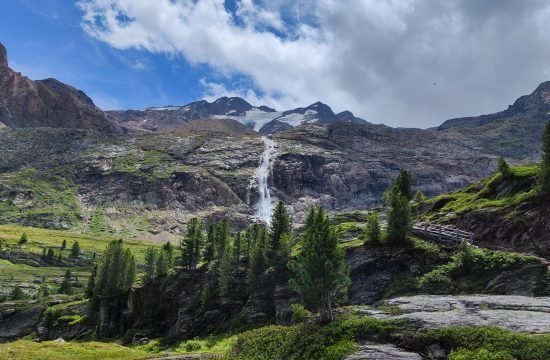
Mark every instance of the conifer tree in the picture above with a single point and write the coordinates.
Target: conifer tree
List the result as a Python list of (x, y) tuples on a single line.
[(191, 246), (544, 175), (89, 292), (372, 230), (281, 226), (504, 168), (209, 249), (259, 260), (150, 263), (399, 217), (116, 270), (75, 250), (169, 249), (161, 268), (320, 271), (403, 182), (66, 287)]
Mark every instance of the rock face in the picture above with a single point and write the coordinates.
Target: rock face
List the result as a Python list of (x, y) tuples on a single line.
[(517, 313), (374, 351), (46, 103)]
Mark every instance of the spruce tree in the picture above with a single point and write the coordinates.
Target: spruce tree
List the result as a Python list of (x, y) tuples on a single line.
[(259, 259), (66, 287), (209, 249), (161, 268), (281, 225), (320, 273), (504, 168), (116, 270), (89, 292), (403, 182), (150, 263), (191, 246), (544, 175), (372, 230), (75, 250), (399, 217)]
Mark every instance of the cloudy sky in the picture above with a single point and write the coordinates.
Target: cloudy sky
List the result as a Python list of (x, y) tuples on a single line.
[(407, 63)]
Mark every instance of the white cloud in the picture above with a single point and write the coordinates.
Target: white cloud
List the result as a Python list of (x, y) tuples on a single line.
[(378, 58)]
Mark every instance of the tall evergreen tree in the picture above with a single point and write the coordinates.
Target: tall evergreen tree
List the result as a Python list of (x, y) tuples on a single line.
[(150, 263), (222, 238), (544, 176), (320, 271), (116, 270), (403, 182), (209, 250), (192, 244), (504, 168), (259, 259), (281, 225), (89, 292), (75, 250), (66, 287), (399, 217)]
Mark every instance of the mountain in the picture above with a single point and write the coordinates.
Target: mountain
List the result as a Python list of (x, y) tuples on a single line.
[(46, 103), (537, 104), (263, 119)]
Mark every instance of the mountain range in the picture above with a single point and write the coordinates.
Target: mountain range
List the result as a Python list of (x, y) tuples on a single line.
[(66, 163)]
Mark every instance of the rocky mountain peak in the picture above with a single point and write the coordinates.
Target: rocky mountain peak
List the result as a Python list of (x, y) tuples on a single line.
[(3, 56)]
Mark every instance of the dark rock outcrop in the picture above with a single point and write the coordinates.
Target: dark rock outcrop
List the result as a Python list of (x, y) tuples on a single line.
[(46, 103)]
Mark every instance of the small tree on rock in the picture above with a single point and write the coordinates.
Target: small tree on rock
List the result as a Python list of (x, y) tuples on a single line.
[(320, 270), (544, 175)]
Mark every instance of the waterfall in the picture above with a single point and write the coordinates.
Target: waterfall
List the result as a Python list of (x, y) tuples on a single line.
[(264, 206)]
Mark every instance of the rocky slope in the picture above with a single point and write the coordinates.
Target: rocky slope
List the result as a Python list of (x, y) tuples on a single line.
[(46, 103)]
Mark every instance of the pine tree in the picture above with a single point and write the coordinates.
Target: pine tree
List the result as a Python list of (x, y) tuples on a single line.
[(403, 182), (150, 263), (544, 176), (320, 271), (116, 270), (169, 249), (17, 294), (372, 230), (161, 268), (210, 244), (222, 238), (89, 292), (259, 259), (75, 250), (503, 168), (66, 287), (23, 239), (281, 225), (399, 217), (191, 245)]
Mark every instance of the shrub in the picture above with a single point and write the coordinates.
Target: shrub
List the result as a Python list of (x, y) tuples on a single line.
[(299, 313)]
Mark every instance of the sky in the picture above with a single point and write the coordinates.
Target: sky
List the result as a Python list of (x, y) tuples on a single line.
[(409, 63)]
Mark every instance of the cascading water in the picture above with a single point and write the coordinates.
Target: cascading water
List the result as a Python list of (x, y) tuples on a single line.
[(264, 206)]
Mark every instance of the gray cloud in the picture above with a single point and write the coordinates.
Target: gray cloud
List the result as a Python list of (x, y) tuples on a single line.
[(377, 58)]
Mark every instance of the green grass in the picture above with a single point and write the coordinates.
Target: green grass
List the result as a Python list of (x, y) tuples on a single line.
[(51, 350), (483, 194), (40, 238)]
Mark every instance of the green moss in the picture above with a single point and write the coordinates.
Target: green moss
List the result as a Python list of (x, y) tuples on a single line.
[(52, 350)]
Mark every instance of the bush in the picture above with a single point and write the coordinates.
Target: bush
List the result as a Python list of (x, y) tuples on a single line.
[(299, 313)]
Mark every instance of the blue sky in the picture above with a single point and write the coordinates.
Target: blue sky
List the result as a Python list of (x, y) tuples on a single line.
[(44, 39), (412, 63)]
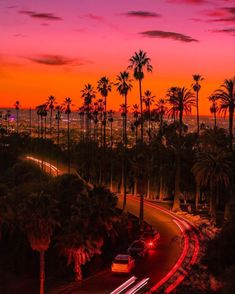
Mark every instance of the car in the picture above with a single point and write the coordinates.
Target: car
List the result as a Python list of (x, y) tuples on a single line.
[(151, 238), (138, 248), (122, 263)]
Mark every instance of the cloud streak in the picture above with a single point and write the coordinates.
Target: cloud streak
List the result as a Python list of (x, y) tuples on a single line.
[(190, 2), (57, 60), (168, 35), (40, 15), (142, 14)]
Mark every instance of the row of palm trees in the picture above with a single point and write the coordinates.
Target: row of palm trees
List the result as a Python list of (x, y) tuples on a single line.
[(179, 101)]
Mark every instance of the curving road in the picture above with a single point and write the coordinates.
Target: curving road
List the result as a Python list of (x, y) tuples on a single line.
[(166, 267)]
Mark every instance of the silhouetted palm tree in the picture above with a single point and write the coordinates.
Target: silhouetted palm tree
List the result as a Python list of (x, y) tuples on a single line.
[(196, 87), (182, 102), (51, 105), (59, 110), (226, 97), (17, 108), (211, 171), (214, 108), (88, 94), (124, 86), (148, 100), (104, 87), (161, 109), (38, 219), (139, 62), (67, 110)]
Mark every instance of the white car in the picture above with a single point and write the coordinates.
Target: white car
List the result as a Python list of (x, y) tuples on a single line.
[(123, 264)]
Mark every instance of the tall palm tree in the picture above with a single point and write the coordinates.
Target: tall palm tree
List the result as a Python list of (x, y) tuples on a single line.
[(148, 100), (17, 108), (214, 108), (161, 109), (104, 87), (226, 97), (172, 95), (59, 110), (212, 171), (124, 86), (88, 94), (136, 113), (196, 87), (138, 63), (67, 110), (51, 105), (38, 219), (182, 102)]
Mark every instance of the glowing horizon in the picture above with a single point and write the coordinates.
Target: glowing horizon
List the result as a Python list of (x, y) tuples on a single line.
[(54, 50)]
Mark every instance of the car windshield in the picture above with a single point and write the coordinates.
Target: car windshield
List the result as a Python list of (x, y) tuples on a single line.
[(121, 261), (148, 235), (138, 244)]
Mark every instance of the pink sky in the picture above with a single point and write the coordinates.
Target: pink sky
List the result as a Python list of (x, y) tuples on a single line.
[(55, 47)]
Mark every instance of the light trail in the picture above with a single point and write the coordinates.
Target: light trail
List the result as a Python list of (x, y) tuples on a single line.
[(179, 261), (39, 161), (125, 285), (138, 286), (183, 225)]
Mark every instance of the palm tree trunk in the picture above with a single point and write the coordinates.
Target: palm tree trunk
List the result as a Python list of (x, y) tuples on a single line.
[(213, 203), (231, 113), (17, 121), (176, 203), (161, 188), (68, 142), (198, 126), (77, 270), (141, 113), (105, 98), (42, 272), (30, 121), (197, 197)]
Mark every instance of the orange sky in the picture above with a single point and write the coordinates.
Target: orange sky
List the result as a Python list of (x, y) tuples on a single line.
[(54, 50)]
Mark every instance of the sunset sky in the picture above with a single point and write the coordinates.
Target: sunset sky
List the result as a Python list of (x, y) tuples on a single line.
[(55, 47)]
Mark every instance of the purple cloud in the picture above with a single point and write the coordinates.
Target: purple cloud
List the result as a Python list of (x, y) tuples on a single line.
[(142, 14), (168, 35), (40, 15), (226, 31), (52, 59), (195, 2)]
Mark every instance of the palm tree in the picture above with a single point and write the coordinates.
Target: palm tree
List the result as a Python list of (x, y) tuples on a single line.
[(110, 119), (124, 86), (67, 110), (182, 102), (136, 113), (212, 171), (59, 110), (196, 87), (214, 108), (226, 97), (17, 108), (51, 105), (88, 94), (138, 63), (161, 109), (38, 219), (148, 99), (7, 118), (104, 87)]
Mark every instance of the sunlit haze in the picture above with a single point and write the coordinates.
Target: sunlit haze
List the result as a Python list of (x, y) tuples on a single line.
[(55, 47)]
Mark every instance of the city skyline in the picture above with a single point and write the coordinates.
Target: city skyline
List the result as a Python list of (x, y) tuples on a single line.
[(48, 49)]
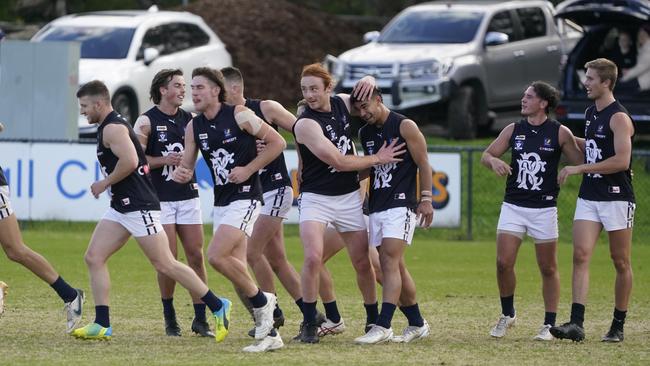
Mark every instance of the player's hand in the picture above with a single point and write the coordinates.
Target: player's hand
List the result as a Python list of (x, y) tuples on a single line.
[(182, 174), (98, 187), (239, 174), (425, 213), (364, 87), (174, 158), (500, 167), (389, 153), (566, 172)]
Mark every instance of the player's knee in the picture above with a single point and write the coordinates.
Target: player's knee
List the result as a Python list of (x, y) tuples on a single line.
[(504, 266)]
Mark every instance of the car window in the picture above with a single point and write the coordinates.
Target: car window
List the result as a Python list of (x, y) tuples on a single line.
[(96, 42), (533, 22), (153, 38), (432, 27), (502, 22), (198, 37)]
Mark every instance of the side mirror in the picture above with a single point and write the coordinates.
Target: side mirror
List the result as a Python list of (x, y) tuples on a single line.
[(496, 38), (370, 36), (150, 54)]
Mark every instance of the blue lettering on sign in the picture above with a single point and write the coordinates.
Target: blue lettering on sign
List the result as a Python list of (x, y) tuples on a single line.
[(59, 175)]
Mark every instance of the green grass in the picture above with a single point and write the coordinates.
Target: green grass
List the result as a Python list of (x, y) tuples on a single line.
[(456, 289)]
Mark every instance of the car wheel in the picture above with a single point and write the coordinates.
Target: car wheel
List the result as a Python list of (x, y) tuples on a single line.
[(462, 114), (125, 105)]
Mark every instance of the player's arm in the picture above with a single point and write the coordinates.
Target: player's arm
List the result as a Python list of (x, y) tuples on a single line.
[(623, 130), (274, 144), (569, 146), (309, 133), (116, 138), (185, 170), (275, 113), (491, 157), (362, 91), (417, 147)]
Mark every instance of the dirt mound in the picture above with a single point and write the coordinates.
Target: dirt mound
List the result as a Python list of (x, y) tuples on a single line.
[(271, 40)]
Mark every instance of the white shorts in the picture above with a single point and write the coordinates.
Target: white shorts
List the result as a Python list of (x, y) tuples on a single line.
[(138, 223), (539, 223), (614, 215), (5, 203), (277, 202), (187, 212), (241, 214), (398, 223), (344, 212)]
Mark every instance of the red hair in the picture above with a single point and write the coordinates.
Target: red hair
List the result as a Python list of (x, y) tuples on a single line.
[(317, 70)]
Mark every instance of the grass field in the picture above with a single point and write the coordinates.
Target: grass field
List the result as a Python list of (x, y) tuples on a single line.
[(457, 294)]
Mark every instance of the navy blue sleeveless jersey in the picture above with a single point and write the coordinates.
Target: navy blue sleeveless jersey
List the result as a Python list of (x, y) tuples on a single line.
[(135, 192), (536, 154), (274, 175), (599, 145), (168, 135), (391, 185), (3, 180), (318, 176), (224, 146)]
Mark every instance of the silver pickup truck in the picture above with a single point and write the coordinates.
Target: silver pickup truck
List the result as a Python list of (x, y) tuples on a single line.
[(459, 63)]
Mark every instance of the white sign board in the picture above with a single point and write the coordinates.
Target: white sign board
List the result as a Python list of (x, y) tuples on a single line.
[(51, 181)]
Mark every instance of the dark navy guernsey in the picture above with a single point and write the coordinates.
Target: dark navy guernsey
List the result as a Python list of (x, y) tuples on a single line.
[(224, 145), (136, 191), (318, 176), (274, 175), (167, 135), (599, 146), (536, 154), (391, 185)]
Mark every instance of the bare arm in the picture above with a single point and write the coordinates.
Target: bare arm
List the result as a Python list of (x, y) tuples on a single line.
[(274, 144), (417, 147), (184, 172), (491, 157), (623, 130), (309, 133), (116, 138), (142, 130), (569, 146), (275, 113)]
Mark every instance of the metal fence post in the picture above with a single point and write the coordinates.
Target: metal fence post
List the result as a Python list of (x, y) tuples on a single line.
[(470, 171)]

########

■ **About this exercise**: When the entries above show the word "sign" in a line, copy that line out.

■ **Response to the exercise**:
Mark every instance of the blue lettering on sign in the picture above with a single point and write the coordinates.
Target: blue lettering on sign
Mark every instance of the white sign board in the picture above with a single point and write the coordinates.
Target: white sign board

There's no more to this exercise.